- INSTRUCTIONS FOR THE TASK -
Reproduce every one of the entries below verbatim, but omit the pictures.

Photo-based point labeling data:
————————

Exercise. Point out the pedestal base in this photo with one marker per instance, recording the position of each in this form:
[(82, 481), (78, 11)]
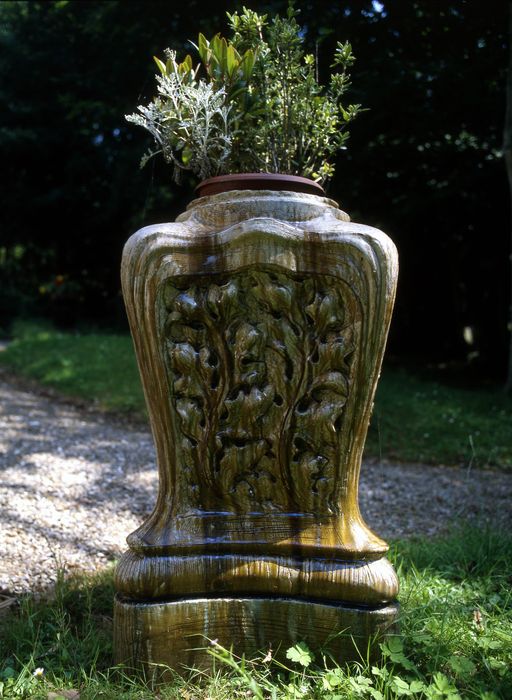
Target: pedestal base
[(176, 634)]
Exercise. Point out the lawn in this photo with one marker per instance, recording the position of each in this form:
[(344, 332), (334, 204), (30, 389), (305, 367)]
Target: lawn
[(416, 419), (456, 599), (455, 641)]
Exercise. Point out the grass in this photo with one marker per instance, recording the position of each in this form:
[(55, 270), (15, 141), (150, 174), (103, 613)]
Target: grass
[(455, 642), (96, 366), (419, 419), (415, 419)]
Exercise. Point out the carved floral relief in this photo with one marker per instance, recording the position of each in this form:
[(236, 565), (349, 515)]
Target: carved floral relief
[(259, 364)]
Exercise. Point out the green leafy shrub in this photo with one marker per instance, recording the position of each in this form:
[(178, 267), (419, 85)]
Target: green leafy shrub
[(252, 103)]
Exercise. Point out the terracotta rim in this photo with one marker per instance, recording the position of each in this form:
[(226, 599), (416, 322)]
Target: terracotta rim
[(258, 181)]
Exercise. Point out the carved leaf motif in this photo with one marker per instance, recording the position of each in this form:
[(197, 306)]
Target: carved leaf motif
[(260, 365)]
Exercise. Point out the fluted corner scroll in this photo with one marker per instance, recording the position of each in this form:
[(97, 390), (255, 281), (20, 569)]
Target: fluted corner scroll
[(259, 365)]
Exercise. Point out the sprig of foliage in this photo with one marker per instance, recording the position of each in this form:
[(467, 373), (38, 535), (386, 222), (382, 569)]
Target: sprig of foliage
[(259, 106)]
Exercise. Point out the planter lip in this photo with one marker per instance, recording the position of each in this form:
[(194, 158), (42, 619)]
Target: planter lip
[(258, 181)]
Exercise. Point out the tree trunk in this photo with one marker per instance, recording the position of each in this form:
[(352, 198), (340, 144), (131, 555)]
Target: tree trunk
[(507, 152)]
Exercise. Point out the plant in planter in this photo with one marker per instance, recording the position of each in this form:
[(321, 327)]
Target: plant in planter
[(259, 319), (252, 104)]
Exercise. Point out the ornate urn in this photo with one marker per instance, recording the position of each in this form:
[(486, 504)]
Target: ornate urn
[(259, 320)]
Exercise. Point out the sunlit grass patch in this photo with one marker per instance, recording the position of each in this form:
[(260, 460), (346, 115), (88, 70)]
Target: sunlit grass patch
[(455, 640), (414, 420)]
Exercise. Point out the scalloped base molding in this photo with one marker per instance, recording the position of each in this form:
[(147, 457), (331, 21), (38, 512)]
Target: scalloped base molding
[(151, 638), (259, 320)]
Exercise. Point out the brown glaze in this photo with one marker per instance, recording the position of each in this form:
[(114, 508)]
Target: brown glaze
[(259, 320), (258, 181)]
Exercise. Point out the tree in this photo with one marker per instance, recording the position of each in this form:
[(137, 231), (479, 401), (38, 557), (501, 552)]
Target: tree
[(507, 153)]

————————

- ANSWER -
Exercise. Point out the pedestal base in this photo with one marker per instance, recording the position of each in this form:
[(82, 481), (78, 11)]
Target: pedestal base
[(176, 634)]
Exercise. Point out the lawn in this photo with one marker per instance, recording the position of each in this form:
[(344, 332), (334, 204), (30, 389), (305, 367)]
Target: lawn
[(416, 419), (456, 599), (455, 641)]
Exercise. Point out the grass in this photo with one marker per instance, recording the position of each in this form:
[(55, 270), (15, 141), (150, 174), (103, 613)]
Target: grass
[(455, 642), (96, 366), (419, 419), (415, 419)]
Exercise. Point out the carved floral relief in this photo with one marker per instance, recording the position of each in this form:
[(236, 565), (349, 515)]
Target: carved floral relief
[(259, 364)]
Exercise. Point out the green leafy shrub in this photo with one marker per instance, recording the position of each in this form:
[(178, 267), (419, 85)]
Target: green leafy shrub
[(252, 103)]
Exercise. Point out the terracotta rim in this photo with one marker per instance, recording the position of each in this form:
[(226, 599), (416, 322)]
Target: terracotta rim
[(258, 181)]
Exercise. Point out the carved leaf motif in this photo with one marker per instance, recording the position of each in this form:
[(197, 306)]
Target: carved leaf motif
[(260, 365)]
Exercise. Point out the fluted corner scroll in this photo with one marker per instance, recording the position of each in this form:
[(97, 390), (255, 281), (20, 569)]
Target: fluted corner scroll
[(259, 365)]
Exercise. Point out the sprig of foliage in this photo with one marker per instance, recording the position of each in this form:
[(467, 373), (38, 535), (386, 222), (382, 569)]
Target: sprig of foliage
[(259, 106)]
Exercise. Point out the planter lip in this photo with one marker per instance, recording the position of each in this form:
[(194, 158), (42, 619)]
Target: planter lip
[(258, 181)]
Exercise. Point out the tree trunk in this photo with one marker per instance, recording the position of each in this form:
[(352, 198), (340, 144), (131, 555)]
Target: tree trunk
[(507, 152)]
Exercise. Point out the plant in planter in this photo with one marker per instance, recording the position of each in this form:
[(321, 327)]
Target: plant in planter
[(259, 319), (252, 104)]
Exercise. Point out the ornate urn in this photo with one marker per instance, recording the position of each in this form:
[(486, 504)]
Target: ornate urn
[(259, 320)]
Exercise. Point out the sunlit grass patch in this photo with one marker per instance, recording the position of each in this form:
[(260, 460), (346, 115), (88, 70)]
Target: sunlit grass patch
[(455, 640), (414, 420)]
Exercise. Point out the scalloped base molding in this photo with one marker per instance, recording the position of each in this form:
[(147, 457), (331, 21), (38, 512)]
Target: scalloped base molding
[(151, 638), (259, 320)]
Exercise. Point out the brown glaze in this photo with one marker per instance, recording the position of each in this form:
[(114, 508)]
Target: brown glaze
[(259, 320), (258, 181)]
Exercise. Point out the tree in this photo with one marker per instance, recording the position of each in this form:
[(137, 231), (479, 401), (38, 557), (501, 552)]
Target: tree
[(507, 153)]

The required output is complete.